» PROBLEM REQUIREMENTS: Reproduce each line below with no alterations.

Stored data
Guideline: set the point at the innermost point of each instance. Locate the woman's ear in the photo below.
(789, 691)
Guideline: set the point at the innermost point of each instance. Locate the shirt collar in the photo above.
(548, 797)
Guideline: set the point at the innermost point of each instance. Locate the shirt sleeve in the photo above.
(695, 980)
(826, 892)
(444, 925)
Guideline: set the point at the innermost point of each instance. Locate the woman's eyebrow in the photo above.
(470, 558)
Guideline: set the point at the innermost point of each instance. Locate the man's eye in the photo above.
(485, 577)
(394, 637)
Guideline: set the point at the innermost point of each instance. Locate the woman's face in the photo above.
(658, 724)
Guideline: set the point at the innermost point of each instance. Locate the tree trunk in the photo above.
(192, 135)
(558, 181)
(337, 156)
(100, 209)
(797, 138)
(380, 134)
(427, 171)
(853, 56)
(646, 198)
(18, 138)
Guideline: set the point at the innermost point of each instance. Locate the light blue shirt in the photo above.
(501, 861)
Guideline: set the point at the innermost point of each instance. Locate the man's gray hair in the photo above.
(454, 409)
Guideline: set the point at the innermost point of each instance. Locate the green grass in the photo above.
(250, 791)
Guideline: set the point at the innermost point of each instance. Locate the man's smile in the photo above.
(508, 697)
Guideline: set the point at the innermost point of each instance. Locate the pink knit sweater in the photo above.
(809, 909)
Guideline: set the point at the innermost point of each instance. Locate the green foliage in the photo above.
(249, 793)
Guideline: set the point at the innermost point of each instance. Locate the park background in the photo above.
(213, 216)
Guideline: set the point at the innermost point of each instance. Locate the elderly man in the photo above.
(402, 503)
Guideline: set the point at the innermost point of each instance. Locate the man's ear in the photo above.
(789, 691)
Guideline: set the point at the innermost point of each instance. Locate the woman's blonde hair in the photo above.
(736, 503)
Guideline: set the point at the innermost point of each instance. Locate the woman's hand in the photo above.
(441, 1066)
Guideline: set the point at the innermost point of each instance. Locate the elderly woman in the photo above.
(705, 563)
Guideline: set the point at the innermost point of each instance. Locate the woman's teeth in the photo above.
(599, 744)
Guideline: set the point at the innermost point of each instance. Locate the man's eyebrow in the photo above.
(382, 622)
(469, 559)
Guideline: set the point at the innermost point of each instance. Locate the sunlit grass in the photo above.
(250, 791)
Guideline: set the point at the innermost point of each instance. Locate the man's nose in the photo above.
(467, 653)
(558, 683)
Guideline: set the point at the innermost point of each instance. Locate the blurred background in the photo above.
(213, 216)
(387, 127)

» COMPLETED TASK:
Guideline: set the point at the innermost point of each instance. Locate the woman's ear in the photo below.
(789, 691)
Guideline: set the point at the innermost point of each instance. Locate the shirt collar in the photo above.
(548, 797)
Guideline: set the point at the innermost point of each instance. Locate the shirt sleeve in the photo above.
(695, 980)
(826, 892)
(444, 925)
Guideline: set the point at the innermost point of each instance. Locate the woman's eyebrow in the photo above.
(470, 558)
Guideline: set the point at the innermost point of each instance. Locate the man's eye in the photo above.
(485, 577)
(394, 637)
Guideline: set the point at the innermost point of each instance. Locate the woman's face in the photo above.
(658, 724)
Guideline: set the point at the innermost point of each instance. Locate the tree trunk in the photo above.
(192, 135)
(558, 181)
(337, 156)
(100, 209)
(797, 138)
(380, 134)
(427, 171)
(853, 56)
(646, 198)
(18, 138)
Guideline: set the point at the innermost point of each instance. Locate the light blue shirt in the photo above.
(501, 861)
Guideline: set the point at the innermost point of each instance. Locate the man's gray hair in the photo above.
(454, 409)
Guideline: set the point at the innermost point of each instance. Locate the green grass in the photo above.
(250, 791)
Guideline: set the point at the innermost point of each instance. Locate the man's smile in the photo above.
(508, 697)
Guideline: set the point at the innermost point of each instance. Locate the pink knit sweater in the photo above.
(809, 909)
Guideline: set the point at the innermost point of each instance. Locate the green foliage in the photo above.
(249, 793)
Guideline: set the point at the innermost point of each instance. Locate the park background in the photo above.
(213, 216)
Guideline: set the point at the innermost point of each instance. Locate the elderly man in the photo above.
(402, 503)
Guideline: set the point at the innermost point of each instance. Locate the man's ear in the photo above.
(789, 691)
Guideline: set the point at the innermost point of each instance. Locate the woman's blonde hair in the photo above.
(736, 503)
Guideline: set the point at the innermost point of each instance. Locate the woman's hand in the photo above.
(441, 1066)
Guideline: set the point at the innermost point of each instance. Locate the elderly woman in the photo above.
(705, 563)
Guideline: set the point at the innermost point of each instance. Locate the woman's teeth in the photo above.
(599, 744)
Guideline: set the point at the innermost point of each instance. Locate the man's eyebrow in the photo above.
(382, 622)
(469, 559)
Guideline: set the point at the innermost point of each instance. Locate the sunlit grass in the photo above.
(250, 791)
Guideline: set the point at the innermost point of each instance. Locate the man's nose in the photo above.
(467, 653)
(558, 683)
Guideline: set the point at the innermost point of each instance. Locate the blurred background in the photo above.
(213, 216)
(387, 127)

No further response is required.